◆ Exercise: A verbatim copy of the lines from the one with "Query: blue jeans" through the final line below is required; print it and nothing else.

Items from a dataset

★ ★ ★

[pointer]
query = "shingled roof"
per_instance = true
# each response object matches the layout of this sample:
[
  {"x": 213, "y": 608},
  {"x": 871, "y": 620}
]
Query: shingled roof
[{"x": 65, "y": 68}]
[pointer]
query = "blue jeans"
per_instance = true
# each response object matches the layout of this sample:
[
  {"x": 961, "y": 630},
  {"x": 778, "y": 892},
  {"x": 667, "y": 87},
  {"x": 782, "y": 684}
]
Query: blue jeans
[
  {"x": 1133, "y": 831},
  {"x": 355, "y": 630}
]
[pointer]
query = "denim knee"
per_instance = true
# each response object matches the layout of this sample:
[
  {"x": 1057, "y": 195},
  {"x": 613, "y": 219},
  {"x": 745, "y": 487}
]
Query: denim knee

★ ★ ★

◆ Reply:
Query: blue jeans
[
  {"x": 1133, "y": 831},
  {"x": 355, "y": 630}
]
[pointer]
query = "denim knee"
per_instance = true
# each response object matches the layout of this sample:
[
  {"x": 1057, "y": 195},
  {"x": 613, "y": 219},
  {"x": 745, "y": 487}
]
Query: denim knee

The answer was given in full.